INFORMATION: Begin

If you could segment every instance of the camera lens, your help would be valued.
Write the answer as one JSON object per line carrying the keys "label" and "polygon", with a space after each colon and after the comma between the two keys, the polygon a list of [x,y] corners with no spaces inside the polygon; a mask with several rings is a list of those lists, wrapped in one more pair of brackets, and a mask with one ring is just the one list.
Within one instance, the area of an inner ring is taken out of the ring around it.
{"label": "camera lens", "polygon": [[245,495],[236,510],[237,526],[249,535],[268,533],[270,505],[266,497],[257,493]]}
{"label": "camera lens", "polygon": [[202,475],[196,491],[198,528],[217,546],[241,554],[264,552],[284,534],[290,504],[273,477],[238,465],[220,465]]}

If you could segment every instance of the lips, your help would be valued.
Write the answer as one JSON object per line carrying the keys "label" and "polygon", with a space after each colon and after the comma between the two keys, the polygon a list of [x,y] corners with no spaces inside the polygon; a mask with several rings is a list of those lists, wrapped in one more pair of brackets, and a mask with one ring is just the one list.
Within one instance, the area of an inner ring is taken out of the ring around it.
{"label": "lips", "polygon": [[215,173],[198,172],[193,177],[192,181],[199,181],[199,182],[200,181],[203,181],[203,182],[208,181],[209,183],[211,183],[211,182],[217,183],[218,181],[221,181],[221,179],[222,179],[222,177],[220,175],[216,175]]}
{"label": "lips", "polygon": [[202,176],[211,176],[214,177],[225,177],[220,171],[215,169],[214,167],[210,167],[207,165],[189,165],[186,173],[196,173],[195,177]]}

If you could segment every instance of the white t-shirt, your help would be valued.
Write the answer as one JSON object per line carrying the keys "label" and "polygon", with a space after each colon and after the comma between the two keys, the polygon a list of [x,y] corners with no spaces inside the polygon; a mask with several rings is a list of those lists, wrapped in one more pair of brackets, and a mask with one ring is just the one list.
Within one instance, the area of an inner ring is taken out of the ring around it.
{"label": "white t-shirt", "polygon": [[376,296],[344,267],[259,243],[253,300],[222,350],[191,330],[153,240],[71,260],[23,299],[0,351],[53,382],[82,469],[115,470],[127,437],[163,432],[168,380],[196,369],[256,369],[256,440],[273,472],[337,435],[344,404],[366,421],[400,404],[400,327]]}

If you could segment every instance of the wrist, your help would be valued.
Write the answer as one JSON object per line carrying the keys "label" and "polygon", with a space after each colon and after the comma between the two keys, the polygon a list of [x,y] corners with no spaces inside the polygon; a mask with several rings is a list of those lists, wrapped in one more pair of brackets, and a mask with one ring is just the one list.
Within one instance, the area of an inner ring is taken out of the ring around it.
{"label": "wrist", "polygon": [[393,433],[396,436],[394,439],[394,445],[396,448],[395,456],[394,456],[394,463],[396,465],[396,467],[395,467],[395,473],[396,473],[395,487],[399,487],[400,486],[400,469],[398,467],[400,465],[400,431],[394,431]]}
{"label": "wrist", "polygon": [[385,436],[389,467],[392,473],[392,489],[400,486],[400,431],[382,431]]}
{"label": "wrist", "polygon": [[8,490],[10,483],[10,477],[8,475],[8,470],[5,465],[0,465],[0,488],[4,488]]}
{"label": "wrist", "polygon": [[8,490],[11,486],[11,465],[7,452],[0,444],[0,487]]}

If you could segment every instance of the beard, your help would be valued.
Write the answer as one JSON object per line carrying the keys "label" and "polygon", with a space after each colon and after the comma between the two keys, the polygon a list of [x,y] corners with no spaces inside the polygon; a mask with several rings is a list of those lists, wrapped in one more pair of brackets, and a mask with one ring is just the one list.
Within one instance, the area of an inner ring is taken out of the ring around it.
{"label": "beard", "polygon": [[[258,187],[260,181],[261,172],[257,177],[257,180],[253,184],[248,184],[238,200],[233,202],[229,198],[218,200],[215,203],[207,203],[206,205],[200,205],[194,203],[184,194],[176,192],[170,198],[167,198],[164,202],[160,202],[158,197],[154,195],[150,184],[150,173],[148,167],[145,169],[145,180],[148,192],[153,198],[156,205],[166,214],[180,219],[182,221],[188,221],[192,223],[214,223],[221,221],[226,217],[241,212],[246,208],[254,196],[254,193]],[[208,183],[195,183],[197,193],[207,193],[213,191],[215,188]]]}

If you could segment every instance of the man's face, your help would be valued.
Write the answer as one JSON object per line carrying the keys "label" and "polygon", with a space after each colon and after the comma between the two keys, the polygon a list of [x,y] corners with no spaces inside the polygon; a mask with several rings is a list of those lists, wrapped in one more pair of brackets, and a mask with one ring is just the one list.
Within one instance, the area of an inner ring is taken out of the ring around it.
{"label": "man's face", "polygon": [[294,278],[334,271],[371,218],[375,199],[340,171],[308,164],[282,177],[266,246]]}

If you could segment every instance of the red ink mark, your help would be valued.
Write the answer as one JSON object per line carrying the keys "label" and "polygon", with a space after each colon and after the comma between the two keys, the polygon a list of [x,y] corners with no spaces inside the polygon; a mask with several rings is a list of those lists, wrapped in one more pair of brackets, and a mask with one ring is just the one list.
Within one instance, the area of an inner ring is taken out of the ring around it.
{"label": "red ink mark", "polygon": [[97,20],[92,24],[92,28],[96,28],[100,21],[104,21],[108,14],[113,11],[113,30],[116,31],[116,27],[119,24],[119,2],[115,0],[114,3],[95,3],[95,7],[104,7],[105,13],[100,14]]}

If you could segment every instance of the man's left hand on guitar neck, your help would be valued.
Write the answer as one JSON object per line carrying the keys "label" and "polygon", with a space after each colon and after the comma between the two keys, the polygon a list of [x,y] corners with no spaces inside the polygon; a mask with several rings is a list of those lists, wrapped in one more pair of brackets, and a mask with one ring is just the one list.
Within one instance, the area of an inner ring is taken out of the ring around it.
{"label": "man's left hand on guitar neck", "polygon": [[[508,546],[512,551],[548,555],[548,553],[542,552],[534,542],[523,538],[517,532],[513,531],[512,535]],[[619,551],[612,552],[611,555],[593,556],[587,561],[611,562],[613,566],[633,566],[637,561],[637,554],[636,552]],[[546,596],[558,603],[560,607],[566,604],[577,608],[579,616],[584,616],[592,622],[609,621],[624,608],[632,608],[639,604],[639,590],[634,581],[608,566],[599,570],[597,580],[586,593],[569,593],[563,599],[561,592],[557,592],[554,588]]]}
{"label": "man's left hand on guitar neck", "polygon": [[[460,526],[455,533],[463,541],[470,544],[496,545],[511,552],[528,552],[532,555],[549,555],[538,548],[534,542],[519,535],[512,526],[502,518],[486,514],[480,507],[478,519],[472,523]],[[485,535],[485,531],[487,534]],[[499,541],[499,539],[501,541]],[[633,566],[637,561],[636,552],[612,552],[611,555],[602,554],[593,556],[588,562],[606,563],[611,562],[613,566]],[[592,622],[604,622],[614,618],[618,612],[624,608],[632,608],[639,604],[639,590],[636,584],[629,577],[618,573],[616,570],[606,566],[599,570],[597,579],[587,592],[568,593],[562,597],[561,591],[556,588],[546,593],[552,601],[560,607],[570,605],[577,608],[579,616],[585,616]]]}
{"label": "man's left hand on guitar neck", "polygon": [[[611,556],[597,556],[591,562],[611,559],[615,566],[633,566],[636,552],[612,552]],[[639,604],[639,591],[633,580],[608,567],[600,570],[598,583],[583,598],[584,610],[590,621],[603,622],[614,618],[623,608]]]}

INFORMATION: End

Out of the data above, set down the lines from the one with "If you could segment every instance of the red" to the one with "If you could segment every instance of the man's left", both included, exactly as written and with no additions.

If you could segment every instance of the red ink mark, your help would be valued.
Write the answer as one JSON object per line carrying the keys "label" and "polygon", with a space after each colon and after the comma between the two keys, the polygon a list of [x,y] corners with no spaces inside the polygon; a mask with several rings is a list of those lists, wrapped in one more pair of brackets, and a mask with one ring is just the one list.
Within one instance, the area of an inner ring is taken out of the ring around it.
{"label": "red ink mark", "polygon": [[97,20],[92,24],[92,28],[96,28],[100,21],[104,21],[108,14],[113,11],[113,30],[116,31],[116,27],[119,24],[119,2],[115,0],[114,3],[95,3],[95,7],[104,7],[105,13],[100,14]]}

If you could segment every instance of the man's left hand on guitar neck, your help would be valued.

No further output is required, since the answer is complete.